**Work request 1**
According to the Overton text, in what year was the town platted?
**Work request 2**
Output the stretch of the Overton text from "The town was" through "took the offer.".
**Work request 3**
List the nearby communities that the Overton text says the railroad bypassed.

::: Selected extract

Overton is a city in Rusk and Smith counties in the U.S. state of Texas. Overton lies in two counties as well as two metropolitan areas. The Rusk County portion of the city is part of the Longview Metropolitan Statistical Area, while the Smith County portion is part of the Tyler Metropolitan Statistical Area.

The population was 2,275 at the 2020 census.

==History==
It was known to the Choctaws, Chickasaws, and Creeks who lived in the area as Tiyuk Hekia (Standing Pine); many years later, when it was incorporated, it became known as Overton.

The town was named after Major Frank Overton, an early settler and landowner who donated some of his land for the town site. It was platted in 1873 and a post office was granted that year.

Overton was originally intended to be a crossroads for two railroads. In 1875, the Henderson and Overton Branch Railroad, 16 miles long, was completed and was later joined by the International-Great Northern. When the nearby communities of Bellview, Jamestown, Rocky Mount, and Salem were all bypassed by the railroad, Overton gained the businesses and people who wanted to benefit from the railroad lines. The town offered lots for businesses to relocate, and many took the offer.

The Masons and Odd Fellows built the first school, and a church was constructed in 1875. By 1888 the population had increased to 500 and had all essential businesses, including a newspaper. Overton prospered as an agricultural community, and in 1904 the population had reached 568.

::::::
::: Dataset entries

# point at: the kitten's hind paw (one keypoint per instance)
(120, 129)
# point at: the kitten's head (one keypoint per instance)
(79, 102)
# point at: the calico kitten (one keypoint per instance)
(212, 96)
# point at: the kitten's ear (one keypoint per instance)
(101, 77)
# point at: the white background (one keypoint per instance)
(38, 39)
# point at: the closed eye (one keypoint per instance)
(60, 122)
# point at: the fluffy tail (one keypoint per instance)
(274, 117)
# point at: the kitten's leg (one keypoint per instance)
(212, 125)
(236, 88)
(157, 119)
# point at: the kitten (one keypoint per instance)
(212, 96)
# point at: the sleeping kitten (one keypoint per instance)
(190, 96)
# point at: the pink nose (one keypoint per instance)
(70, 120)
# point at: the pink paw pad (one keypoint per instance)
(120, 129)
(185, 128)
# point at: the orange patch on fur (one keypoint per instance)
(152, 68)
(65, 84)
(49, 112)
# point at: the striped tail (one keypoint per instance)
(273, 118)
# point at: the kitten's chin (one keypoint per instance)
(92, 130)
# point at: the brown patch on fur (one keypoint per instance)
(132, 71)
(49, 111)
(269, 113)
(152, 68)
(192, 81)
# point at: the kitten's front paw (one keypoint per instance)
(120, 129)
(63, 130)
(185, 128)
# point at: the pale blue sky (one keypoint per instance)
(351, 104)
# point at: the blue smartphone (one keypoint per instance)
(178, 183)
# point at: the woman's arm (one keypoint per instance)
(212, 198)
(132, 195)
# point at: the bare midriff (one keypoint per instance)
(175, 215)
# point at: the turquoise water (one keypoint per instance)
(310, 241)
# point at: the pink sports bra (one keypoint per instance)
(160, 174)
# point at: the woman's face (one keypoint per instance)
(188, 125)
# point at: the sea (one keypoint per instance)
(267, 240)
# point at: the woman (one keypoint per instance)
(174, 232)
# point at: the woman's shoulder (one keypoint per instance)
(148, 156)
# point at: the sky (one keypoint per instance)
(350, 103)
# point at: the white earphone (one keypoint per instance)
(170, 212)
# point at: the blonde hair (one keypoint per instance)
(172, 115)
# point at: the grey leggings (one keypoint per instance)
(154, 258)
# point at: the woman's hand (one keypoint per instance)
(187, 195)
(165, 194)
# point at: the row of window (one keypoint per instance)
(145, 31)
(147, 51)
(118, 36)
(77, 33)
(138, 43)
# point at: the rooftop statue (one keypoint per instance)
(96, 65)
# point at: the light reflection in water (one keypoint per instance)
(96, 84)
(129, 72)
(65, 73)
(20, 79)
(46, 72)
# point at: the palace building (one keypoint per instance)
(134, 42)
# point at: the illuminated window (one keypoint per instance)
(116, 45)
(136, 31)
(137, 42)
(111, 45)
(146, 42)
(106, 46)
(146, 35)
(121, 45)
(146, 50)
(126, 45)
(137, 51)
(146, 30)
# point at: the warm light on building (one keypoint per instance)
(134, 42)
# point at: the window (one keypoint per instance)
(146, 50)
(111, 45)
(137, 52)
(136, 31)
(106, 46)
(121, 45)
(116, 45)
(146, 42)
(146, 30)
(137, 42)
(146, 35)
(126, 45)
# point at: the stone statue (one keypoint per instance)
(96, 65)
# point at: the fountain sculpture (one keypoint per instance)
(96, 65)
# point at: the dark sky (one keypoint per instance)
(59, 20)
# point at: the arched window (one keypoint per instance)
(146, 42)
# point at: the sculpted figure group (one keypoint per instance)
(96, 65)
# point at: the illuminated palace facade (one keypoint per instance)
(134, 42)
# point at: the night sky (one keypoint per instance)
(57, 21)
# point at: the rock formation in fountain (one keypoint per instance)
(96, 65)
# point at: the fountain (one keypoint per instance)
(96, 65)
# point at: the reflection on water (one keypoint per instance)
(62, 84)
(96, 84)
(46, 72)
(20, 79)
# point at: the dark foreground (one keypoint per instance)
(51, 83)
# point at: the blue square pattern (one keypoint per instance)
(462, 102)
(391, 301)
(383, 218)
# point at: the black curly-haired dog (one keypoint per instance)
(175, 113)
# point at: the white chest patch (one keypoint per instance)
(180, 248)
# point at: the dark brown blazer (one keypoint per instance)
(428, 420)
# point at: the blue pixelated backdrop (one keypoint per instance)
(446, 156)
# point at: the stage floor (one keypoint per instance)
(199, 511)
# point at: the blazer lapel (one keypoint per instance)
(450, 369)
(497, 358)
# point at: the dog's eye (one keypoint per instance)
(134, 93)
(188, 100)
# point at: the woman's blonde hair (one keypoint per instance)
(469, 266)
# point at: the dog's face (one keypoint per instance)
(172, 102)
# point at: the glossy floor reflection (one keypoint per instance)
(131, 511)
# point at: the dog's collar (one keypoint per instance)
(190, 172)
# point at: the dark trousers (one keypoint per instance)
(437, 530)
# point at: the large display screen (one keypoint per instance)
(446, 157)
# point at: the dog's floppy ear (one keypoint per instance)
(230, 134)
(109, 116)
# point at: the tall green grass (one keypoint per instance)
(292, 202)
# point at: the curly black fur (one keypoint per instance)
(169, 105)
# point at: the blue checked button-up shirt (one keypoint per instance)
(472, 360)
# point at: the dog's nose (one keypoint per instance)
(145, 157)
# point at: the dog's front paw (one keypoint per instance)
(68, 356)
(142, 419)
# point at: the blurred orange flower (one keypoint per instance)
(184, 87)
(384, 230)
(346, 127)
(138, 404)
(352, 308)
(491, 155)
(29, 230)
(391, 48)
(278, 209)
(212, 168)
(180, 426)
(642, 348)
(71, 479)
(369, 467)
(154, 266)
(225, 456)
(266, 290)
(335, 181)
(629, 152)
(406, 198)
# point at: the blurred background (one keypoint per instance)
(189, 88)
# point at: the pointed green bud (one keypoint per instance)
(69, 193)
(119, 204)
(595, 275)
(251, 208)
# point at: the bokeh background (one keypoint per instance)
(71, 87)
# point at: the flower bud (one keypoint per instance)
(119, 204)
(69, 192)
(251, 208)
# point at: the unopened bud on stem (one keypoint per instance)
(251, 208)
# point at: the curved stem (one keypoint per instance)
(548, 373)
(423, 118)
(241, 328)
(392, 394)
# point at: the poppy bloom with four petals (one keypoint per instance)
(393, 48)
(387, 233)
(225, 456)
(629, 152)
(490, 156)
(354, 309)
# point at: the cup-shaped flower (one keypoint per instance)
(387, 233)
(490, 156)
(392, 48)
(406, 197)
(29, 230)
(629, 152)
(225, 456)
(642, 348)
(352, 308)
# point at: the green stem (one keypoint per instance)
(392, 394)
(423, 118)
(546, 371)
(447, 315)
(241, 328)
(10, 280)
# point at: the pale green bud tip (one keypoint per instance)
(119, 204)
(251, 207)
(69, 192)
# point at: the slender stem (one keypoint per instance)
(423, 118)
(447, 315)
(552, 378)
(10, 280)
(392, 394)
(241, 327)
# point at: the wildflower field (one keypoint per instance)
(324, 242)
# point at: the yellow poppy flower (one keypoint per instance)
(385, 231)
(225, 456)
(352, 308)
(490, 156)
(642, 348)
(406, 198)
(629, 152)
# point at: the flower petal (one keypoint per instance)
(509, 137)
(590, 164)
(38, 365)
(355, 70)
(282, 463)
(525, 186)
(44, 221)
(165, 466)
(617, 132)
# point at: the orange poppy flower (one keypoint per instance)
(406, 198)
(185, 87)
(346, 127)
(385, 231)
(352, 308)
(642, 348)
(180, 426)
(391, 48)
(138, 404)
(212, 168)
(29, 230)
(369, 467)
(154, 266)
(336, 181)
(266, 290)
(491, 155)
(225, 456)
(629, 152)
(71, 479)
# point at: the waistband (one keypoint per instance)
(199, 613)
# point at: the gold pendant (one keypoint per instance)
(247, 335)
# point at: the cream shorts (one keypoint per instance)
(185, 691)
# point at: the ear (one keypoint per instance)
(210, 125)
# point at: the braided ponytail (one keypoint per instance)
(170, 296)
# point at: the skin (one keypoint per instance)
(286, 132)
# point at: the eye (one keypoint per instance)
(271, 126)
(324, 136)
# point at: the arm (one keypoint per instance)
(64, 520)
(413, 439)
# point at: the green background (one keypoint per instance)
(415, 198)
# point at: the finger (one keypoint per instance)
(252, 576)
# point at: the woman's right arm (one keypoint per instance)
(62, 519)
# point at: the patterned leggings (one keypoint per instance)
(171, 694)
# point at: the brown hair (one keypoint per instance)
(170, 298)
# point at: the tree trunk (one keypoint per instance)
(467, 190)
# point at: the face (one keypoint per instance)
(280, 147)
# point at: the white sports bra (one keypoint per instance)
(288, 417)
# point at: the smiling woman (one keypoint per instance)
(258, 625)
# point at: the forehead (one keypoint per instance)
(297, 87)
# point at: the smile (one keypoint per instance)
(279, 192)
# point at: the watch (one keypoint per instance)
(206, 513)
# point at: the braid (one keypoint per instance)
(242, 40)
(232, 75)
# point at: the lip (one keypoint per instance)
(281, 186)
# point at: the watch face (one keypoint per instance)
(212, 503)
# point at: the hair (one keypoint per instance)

::::::
::: Dataset entries

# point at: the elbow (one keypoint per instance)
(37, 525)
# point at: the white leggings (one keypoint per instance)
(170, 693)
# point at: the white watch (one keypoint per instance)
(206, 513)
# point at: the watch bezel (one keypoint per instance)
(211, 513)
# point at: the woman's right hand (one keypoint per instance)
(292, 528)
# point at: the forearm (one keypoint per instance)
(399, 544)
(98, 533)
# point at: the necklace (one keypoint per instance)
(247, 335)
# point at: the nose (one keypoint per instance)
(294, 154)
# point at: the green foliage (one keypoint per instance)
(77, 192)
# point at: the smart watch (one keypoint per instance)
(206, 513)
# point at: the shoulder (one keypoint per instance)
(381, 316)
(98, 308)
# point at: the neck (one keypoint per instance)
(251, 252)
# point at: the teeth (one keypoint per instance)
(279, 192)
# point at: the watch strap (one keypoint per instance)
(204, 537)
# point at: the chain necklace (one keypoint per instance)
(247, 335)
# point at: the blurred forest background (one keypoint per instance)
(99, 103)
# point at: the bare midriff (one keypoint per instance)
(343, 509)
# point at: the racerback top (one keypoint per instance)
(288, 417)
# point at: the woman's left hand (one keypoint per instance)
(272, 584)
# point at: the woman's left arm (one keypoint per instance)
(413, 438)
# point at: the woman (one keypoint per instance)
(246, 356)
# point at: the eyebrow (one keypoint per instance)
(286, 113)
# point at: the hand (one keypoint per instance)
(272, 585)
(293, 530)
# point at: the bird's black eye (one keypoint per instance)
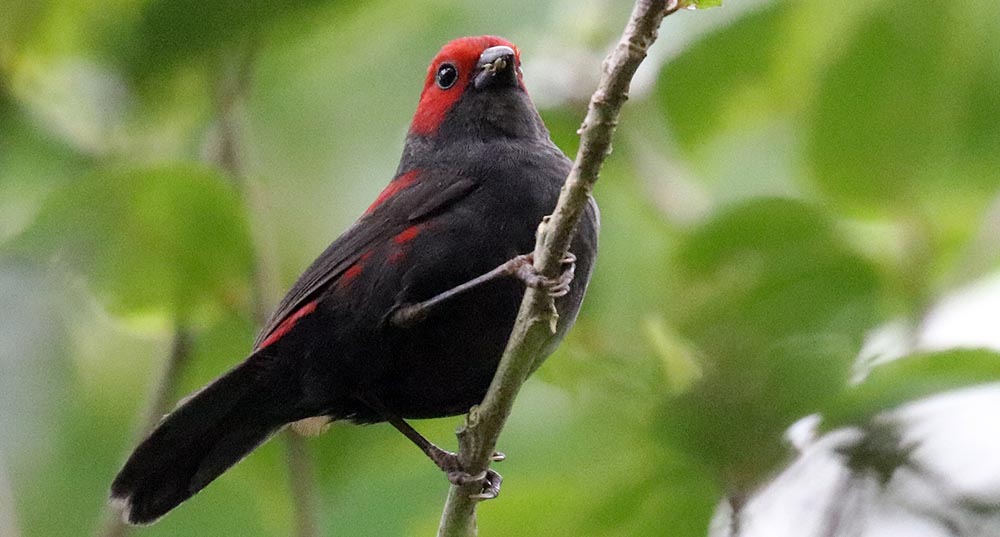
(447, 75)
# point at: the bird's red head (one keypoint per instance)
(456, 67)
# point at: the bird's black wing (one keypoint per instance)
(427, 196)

::::::

**Worked solution 1**
1873

**Worked solution 2**
The town was named after Major Frank Overton, an early settler and landowner who donated some of his land for the town site. It was platted in 1873 and a post office was granted that year.

Overton was originally intended to be a crossroads for two railroads. In 1875, the Henderson and Overton Branch Railroad, 16 miles long, was completed and was later joined by the International-Great Northern. When the nearby communities of Bellview, Jamestown, Rocky Mount, and Salem were all bypassed by the railroad, Overton gained the businesses and people who wanted to benefit from the railroad lines. The town offered lots for businesses to relocate, and many took the offer.

**Worked solution 3**
Bellview, Jamestown, Rocky Mount, Salem